Supplied records below:

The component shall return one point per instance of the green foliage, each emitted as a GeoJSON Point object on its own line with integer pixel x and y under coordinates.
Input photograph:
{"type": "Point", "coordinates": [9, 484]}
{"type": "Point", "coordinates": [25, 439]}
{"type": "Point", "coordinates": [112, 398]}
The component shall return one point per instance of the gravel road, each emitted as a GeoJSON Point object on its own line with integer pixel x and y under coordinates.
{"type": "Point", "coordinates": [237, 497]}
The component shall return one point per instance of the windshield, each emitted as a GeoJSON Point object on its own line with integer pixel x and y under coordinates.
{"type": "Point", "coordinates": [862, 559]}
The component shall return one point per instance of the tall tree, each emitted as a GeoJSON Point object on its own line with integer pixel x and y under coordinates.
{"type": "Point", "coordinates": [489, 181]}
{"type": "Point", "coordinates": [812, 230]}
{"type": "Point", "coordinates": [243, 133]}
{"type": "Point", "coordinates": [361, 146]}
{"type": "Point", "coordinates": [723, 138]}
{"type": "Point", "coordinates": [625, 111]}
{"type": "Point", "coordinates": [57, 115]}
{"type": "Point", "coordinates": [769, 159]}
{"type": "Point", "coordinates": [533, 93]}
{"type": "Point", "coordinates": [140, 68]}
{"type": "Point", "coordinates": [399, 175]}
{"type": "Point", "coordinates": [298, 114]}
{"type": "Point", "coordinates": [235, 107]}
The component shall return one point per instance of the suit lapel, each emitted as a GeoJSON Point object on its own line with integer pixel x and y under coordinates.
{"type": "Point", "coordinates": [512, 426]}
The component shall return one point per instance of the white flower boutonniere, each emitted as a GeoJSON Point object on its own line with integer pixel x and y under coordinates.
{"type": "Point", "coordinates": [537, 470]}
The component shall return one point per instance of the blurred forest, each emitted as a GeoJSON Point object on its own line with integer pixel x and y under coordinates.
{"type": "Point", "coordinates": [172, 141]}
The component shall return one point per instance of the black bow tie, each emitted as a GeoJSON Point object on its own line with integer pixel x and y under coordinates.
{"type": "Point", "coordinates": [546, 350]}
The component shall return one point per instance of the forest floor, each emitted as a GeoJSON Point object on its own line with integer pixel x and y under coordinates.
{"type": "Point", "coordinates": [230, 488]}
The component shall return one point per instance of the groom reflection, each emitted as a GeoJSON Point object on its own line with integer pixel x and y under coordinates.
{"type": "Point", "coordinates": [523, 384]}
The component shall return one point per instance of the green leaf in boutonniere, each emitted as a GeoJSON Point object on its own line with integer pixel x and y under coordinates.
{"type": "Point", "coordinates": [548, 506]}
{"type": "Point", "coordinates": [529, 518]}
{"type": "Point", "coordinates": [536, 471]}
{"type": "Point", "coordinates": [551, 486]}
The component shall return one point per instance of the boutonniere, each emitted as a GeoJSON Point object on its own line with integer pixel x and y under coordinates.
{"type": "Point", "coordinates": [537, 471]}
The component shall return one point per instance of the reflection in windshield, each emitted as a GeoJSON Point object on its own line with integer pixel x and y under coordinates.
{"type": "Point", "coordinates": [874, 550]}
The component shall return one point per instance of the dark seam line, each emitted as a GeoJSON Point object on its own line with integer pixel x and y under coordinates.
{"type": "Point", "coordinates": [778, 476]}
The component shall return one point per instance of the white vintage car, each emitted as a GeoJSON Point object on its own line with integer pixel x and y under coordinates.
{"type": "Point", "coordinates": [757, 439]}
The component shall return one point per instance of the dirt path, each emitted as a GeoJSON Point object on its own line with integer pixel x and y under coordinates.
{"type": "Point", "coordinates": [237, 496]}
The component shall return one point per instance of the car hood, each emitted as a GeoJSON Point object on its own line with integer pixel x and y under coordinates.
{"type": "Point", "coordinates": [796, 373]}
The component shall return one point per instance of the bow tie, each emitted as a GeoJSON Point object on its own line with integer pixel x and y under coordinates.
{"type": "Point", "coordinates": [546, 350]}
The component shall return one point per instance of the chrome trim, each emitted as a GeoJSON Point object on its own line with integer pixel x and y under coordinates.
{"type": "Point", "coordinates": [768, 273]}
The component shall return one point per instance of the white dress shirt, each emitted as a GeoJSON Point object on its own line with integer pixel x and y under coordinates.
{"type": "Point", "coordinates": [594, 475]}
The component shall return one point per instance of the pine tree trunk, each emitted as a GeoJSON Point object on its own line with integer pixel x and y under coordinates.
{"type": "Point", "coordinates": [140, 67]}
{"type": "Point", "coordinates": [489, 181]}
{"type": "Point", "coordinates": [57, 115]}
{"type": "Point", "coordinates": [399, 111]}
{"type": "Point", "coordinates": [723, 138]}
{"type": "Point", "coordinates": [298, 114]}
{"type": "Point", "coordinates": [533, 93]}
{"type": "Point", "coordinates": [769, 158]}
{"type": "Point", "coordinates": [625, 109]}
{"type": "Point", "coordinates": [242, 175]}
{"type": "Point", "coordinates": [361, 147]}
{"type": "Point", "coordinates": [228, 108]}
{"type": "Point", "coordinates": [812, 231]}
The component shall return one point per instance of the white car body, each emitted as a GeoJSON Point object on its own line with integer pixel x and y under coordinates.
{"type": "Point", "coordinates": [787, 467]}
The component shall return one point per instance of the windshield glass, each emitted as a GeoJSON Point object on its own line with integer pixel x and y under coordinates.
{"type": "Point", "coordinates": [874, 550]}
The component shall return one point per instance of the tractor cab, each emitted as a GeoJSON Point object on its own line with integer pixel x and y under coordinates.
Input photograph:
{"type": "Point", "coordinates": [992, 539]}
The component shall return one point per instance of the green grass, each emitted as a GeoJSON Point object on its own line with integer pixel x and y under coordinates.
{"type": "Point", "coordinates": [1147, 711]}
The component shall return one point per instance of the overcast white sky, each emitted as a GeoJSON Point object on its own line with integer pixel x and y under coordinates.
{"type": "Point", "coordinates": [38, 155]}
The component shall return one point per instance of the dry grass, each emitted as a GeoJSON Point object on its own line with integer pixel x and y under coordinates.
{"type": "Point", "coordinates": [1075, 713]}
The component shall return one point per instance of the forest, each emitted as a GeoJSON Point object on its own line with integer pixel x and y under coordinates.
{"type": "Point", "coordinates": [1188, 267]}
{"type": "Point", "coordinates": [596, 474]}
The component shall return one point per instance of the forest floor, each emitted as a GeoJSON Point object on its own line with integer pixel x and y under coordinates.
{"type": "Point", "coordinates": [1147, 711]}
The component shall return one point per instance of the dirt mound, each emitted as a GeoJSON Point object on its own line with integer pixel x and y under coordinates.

End of Supplied records.

■ What you should do: Nothing in the data should be altered; please repeat it exactly.

■ Written solution:
The component shall return one point per instance of the green foliage, each emitted as a GeoJSON Point object on its own line with integer pixel x and y under coordinates.
Input photograph:
{"type": "Point", "coordinates": [9, 484]}
{"type": "Point", "coordinates": [25, 439]}
{"type": "Point", "coordinates": [112, 398]}
The component shall return one point per instance of the gravel road, each emitted as a GeoJSON Point object on its own line with integer pixel x and y under coordinates.
{"type": "Point", "coordinates": [237, 497]}
The component shall return one point per instance of the windshield, each emitted as a GeoJSON Point object on its own line with integer pixel x and y under coordinates.
{"type": "Point", "coordinates": [862, 559]}
The component shall return one point per instance of the tall tree, each emitted as a GeoJSON Point object on its own line with integer pixel x and y under coordinates.
{"type": "Point", "coordinates": [489, 181]}
{"type": "Point", "coordinates": [812, 230]}
{"type": "Point", "coordinates": [243, 133]}
{"type": "Point", "coordinates": [361, 146]}
{"type": "Point", "coordinates": [723, 138]}
{"type": "Point", "coordinates": [625, 111]}
{"type": "Point", "coordinates": [57, 115]}
{"type": "Point", "coordinates": [769, 159]}
{"type": "Point", "coordinates": [533, 93]}
{"type": "Point", "coordinates": [140, 68]}
{"type": "Point", "coordinates": [399, 175]}
{"type": "Point", "coordinates": [298, 114]}
{"type": "Point", "coordinates": [235, 107]}
The component shall return one point per instance of the suit lapel, each emitted as a GeoJSON Point object on its own line with integer pixel x and y under coordinates.
{"type": "Point", "coordinates": [512, 426]}
The component shall return one point per instance of the white flower boutonniere, each emitted as a GeoJSON Point object on its own line with integer pixel x and y under coordinates.
{"type": "Point", "coordinates": [537, 470]}
The component shall return one point per instance of the blurred forest, each emitted as a GeoJSON Point object on its own line with integer pixel x and y under coordinates.
{"type": "Point", "coordinates": [172, 141]}
The component shall return one point per instance of the black bow tie, each emitted as a GeoJSON Point object on its own line with integer pixel x and y under coordinates.
{"type": "Point", "coordinates": [546, 350]}
The component shall return one point per instance of the forest floor, each emitted as a GeoJSON Point object on its own line with integer pixel x and y under coordinates.
{"type": "Point", "coordinates": [230, 488]}
The component shall return one point per instance of the groom reflection, each emitted as a GeoJSON Point object on its own line with integer pixel x and y under coordinates.
{"type": "Point", "coordinates": [523, 384]}
The component shall return one point per instance of the green leaf in boutonniere, each emitted as a GeoJSON Point object on its own line with integer pixel x and y under coordinates.
{"type": "Point", "coordinates": [548, 506]}
{"type": "Point", "coordinates": [529, 518]}
{"type": "Point", "coordinates": [536, 471]}
{"type": "Point", "coordinates": [551, 486]}
The component shall return one point per instance of the boutonniere, each emitted as a GeoJSON Point object on its own line with integer pixel x and y under coordinates.
{"type": "Point", "coordinates": [537, 471]}
The component shall return one point per instance of the reflection in windshield, each emitted as a GeoJSON Point object on its own line with integer pixel x and y under coordinates.
{"type": "Point", "coordinates": [874, 550]}
The component shall return one point per instance of the dark seam line, each emitted as a GeoJSON Point object on its own line with integer pixel x and y under coordinates.
{"type": "Point", "coordinates": [778, 476]}
The component shall return one point per instance of the white vintage car, each emitted as a GeoJSON Point object on its own line with integer pixel x and y under coordinates.
{"type": "Point", "coordinates": [757, 439]}
The component shall return one point per instance of the dirt path, each emitted as a GeoJSON Point object on its own line with integer pixel x and y under coordinates.
{"type": "Point", "coordinates": [237, 496]}
The component shall return one point per instance of the car hood, each emitted as a GeoJSON Point object on its own line with integer pixel x and y under coordinates.
{"type": "Point", "coordinates": [796, 373]}
The component shall return one point per instance of the bow tie, each emitted as a GeoJSON Point object on its own line with integer pixel x and y under coordinates.
{"type": "Point", "coordinates": [546, 350]}
The component shall return one point per instance of the chrome trim, each emitted as a GeoJSON Point object on its own line with integer pixel x and y under coordinates.
{"type": "Point", "coordinates": [768, 273]}
The component shall return one point per instance of the white dress shirt, each emitted as a GeoJSON Point object on its own line with integer pixel x and y under coordinates.
{"type": "Point", "coordinates": [594, 475]}
The component shall return one point per instance of the pine tree trunk, each emitted as a GeoJSON Point object on its own line with integer pixel x and y under coordinates.
{"type": "Point", "coordinates": [140, 67]}
{"type": "Point", "coordinates": [489, 181]}
{"type": "Point", "coordinates": [57, 115]}
{"type": "Point", "coordinates": [399, 111]}
{"type": "Point", "coordinates": [723, 138]}
{"type": "Point", "coordinates": [298, 114]}
{"type": "Point", "coordinates": [533, 93]}
{"type": "Point", "coordinates": [769, 158]}
{"type": "Point", "coordinates": [625, 109]}
{"type": "Point", "coordinates": [242, 175]}
{"type": "Point", "coordinates": [361, 147]}
{"type": "Point", "coordinates": [228, 108]}
{"type": "Point", "coordinates": [812, 231]}
The component shall return one point per instance of the white car body, each emitted as a GeoJSON Point object on its own line with integer pixel x and y under coordinates.
{"type": "Point", "coordinates": [787, 467]}
The component shall return one point per instance of the windshield glass, each emitted as a GeoJSON Point object on its own line with integer pixel x and y under coordinates.
{"type": "Point", "coordinates": [874, 550]}
The component shall return one point per instance of the tractor cab, each emitted as a GeoJSON Point object on its own line with integer pixel x and y under coordinates.
Input photograph:
{"type": "Point", "coordinates": [992, 539]}
The component shall return one point per instance of the green grass, each emitted as a GeoJSON Point object on its own line with integer pixel x and y under coordinates.
{"type": "Point", "coordinates": [1147, 711]}
The component shall return one point per instance of the overcast white sky, each emitted as a GeoJSON Point object on its own line with integer pixel x and y under coordinates.
{"type": "Point", "coordinates": [38, 155]}
The component shall return one point per instance of the dry grass, each emitted as a GeoJSON Point object on its own line with integer pixel x and y under coordinates.
{"type": "Point", "coordinates": [1075, 713]}
The component shall return one point per instance of the forest, each emitted as a GeoJSON Point object on its own line with integer pixel x and y under coordinates.
{"type": "Point", "coordinates": [1188, 267]}
{"type": "Point", "coordinates": [596, 474]}
The component shall return one point per instance of the forest floor, each emitted as a GeoJSON Point object on its own line with integer pixel x and y under coordinates.
{"type": "Point", "coordinates": [1147, 711]}
The component shall return one point per instance of the dirt mound, each emitted as a GeoJSON Point object on its own line with integer pixel x and y under coordinates.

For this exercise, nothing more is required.